Records supplied:
⁂

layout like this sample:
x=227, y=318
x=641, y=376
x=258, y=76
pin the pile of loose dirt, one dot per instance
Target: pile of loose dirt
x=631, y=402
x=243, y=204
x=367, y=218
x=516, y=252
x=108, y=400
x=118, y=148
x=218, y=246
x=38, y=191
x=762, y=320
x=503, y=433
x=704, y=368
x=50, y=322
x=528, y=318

⁂

Task instructions:
All records are to be written out exactly.

Written reply:
layout like this sample:
x=227, y=318
x=641, y=376
x=258, y=76
pin the pile of loose dirt, one dot per instance
Target: pile of loose dirt
x=631, y=402
x=243, y=204
x=367, y=218
x=516, y=252
x=108, y=400
x=118, y=148
x=218, y=246
x=38, y=191
x=762, y=320
x=503, y=433
x=704, y=368
x=50, y=322
x=528, y=318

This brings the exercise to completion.